## [Source information]

━━━━━━━━━━━━━━━━━━━━

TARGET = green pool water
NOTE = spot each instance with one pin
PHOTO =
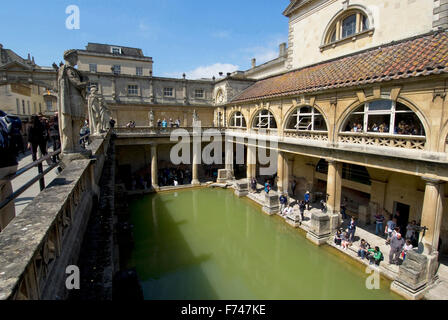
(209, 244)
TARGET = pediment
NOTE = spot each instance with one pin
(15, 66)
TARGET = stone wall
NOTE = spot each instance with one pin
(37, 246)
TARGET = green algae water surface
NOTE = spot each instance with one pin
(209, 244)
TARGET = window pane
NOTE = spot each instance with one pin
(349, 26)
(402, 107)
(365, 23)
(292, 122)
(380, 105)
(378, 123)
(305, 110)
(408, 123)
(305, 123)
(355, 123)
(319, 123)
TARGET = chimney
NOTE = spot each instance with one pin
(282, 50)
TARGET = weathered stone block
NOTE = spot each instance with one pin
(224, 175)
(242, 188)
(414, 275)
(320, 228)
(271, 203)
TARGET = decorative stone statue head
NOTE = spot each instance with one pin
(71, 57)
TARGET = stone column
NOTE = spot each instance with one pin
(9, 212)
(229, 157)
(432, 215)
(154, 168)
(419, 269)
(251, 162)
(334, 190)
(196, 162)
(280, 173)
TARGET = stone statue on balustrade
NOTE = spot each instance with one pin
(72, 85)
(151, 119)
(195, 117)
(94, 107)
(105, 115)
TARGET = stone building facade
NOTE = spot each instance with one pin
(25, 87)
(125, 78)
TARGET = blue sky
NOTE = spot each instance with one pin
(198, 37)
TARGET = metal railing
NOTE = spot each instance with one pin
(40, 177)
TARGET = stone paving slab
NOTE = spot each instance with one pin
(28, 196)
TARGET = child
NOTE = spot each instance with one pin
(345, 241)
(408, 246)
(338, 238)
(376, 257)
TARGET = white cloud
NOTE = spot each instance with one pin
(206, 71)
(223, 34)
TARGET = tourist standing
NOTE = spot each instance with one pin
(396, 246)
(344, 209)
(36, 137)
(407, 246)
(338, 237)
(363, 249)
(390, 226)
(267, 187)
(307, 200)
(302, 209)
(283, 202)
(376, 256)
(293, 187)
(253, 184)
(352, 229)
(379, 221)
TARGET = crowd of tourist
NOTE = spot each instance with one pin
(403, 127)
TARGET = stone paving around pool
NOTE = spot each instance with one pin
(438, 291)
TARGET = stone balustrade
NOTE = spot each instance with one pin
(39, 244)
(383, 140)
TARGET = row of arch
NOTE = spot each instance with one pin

━━━━━━━━━━━━━━━━━━━━

## [Work instruction]
Reproduce each line in the listing above that mentions the string "statue".

## [Output of the task]
TARGET = decorative stone statue head
TARGET = stone statue on balustrade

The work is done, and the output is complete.